* Task input *
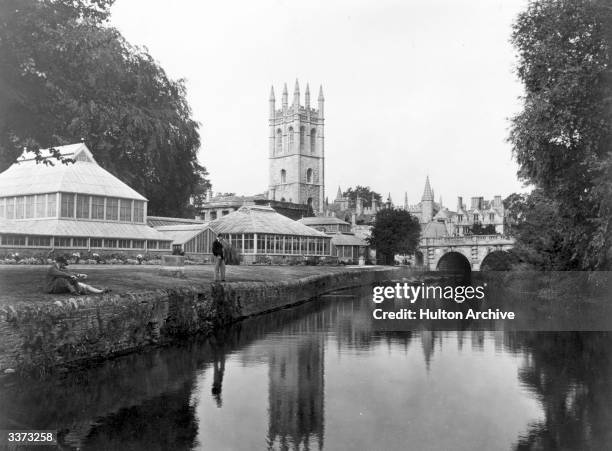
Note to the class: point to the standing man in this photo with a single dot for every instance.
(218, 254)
...
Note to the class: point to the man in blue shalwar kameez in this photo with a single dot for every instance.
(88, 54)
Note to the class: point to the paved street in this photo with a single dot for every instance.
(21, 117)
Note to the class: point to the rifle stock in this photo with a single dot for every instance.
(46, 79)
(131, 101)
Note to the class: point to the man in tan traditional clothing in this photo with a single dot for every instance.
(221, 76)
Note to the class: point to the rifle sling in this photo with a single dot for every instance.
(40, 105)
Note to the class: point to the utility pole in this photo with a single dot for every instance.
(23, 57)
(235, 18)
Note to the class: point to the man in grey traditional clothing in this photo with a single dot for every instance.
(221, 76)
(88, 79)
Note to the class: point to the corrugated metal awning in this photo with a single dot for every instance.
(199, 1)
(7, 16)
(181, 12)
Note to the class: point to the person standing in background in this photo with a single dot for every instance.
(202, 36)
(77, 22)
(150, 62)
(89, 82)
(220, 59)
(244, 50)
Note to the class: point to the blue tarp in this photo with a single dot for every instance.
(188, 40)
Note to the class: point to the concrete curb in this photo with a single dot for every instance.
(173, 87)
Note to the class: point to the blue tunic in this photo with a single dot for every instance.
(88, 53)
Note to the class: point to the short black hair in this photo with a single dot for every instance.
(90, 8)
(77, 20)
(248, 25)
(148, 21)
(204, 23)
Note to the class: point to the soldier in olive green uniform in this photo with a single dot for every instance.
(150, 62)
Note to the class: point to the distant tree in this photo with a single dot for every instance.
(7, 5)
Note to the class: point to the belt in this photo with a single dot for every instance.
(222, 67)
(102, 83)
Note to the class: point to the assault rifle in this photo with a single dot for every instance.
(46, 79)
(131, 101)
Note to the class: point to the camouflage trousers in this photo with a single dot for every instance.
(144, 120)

* Set problem *
How many lines in the entries above contain the string "standing", counting only matches with the same case? Reply with the number alone.

* Written reply *
2